How to complete this task:
Using the interview excerpt on structured data, explain in one to three sentences why facts in Google's Knowledge Vault carry a confidence value.

Exercise passage:
If you’re publishing content on the Internet, there are also other factors where high-quality structured data becomes essential. Factors like dwell time (a metric used by search engines to validate websites that combines user engagement, session duration, and SERP CTRs) can be controlled by improving the user experience. Artificial intelligence-based content recommendations are one of these promising technologies that can help readers find the content they want at the right time. To work efficiently, machine-learning algorithms for content recommendation need to leverage semantic data.

SA: You did some amazing demonstrations for me that used my content—and me—as the subject matter. In fact, I was super impressed when you asked Google Home and Apple’s Siri about me and my upcoming webinar, and they knew the answers. How did you make that happen? It was magical.

AV: Thanks, Scott. I appreciate that. Making devices and websites talk is both cool and useful, but there is no magic involved; it’s really just data. Google Home, Apple’s Siri, Microsoft’s Cortana, and Amazon’s Alexa use information scattered around the Web, and WordLift really does two things: 1) It curates the data about us that we might have disseminated over social networks, Wikipedia, websites like Bloomberg, Crunchbase, or business directories like Yelp, and 2) It improves the confidence value for each statement by using structured data on our websites that confirm both the provenance and the validity for that statement.

Back in 2014 in a research paper, Google introduced the Knowledge Vault (KV), a massive database of world facts accumulated by indexing the Web. Facts in the KV contain a confidence value that is used to distinguish between knowledge statements that have the high probability of being true from others that are less likely to be true. Google’s fact-checking bots continuously update information in the KV and our role is to ensure that they get what they need. This is what WordLift does by helping you create your own knowledge graph.

SA: What is required for these systems to make use of our content? Why is it that our current content doesn’t work? What needs to change, and how do we do it?

Source information:

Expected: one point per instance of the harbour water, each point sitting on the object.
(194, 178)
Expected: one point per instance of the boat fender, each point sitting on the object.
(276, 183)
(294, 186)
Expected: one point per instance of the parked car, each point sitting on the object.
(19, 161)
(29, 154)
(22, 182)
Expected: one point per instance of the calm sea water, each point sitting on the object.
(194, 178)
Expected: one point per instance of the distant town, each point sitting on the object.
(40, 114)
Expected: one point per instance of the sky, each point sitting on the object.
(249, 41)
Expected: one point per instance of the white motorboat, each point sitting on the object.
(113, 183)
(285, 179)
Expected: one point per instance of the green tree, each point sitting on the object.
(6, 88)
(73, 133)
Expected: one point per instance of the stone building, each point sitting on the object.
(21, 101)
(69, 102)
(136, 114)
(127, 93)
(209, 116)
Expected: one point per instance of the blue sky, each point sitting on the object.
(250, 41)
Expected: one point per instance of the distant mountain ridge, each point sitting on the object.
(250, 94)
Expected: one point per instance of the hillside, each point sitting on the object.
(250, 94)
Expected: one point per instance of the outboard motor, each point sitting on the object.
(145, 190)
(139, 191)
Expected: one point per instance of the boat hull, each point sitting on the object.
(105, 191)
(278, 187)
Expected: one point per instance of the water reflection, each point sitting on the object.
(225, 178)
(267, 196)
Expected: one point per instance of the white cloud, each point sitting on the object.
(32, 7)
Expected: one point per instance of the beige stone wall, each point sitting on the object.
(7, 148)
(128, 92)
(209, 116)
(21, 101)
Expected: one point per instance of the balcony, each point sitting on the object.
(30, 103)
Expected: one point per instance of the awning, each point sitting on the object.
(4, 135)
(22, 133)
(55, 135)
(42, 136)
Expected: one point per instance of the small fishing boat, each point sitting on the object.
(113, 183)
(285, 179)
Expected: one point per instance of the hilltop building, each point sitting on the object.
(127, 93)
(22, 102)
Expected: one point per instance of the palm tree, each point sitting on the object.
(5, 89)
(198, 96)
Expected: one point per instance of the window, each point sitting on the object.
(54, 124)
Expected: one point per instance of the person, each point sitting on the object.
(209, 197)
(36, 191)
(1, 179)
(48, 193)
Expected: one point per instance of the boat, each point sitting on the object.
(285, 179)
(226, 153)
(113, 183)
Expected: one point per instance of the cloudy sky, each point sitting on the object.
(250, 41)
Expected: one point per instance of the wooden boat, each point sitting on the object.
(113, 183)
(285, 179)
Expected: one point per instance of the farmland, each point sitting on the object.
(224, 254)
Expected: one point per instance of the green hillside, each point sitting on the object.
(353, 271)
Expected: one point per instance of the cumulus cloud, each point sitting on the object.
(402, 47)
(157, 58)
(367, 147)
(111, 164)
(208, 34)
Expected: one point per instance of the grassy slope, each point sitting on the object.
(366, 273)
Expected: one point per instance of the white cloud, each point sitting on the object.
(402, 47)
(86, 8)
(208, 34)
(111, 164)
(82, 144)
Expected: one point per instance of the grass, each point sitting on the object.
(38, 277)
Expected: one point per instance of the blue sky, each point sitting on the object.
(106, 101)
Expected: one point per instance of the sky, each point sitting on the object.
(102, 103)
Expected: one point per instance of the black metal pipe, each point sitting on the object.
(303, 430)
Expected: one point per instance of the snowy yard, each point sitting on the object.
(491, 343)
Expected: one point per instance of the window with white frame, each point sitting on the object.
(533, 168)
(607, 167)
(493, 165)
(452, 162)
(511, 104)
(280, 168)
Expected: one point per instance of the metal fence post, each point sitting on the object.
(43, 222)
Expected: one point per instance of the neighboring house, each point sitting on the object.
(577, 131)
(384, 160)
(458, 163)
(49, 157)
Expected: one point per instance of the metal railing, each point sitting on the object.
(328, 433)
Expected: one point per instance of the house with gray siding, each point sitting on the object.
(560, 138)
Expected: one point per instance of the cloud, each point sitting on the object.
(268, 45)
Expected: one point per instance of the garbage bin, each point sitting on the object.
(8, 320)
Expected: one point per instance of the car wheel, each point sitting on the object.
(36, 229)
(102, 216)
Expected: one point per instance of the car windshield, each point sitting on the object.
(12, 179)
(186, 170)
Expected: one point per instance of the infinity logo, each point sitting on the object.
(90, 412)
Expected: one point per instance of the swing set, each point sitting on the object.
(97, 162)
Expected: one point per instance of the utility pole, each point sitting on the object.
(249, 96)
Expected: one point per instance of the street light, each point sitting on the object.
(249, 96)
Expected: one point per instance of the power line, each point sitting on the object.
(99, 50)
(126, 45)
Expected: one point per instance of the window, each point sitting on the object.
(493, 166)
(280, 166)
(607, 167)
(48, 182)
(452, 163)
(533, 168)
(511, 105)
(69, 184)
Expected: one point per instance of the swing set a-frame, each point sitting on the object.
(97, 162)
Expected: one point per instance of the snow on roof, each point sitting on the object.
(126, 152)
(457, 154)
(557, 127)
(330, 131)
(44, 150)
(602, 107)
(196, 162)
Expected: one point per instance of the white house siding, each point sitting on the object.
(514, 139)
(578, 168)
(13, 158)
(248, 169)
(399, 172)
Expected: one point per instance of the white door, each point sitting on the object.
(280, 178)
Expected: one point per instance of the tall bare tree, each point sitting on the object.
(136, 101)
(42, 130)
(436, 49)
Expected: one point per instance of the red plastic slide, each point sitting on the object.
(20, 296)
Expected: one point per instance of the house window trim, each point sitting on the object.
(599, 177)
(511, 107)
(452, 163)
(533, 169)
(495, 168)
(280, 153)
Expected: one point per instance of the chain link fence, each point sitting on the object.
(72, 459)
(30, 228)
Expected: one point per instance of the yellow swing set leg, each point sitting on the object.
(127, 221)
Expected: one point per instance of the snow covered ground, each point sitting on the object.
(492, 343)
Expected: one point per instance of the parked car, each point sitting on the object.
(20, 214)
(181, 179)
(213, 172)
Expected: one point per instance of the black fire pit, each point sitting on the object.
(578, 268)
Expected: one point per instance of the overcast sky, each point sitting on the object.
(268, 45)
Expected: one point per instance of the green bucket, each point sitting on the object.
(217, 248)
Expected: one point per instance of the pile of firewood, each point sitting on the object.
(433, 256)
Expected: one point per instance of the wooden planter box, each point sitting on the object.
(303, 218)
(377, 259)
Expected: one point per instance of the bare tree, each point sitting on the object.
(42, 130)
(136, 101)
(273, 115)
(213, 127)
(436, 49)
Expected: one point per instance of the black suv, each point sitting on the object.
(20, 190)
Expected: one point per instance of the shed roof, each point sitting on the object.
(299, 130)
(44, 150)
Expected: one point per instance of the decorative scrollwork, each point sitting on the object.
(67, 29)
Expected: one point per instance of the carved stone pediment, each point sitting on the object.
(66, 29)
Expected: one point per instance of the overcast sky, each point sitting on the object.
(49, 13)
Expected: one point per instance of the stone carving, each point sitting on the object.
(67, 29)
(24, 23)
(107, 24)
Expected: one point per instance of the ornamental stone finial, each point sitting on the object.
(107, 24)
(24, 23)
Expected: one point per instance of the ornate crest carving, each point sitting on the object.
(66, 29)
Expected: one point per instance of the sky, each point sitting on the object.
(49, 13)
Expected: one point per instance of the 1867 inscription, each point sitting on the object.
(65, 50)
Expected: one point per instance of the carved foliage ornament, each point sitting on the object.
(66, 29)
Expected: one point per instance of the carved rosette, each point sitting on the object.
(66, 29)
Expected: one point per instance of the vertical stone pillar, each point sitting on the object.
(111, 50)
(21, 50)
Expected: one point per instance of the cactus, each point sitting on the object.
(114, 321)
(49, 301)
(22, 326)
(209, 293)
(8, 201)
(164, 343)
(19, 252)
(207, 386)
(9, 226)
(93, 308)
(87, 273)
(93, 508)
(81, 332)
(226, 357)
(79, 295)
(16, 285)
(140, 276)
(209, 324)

Reply:
Facts in the Knowledge Vault carry a confidence value so that statements with a high probability of being true can be told apart from statements that are less likely to be true.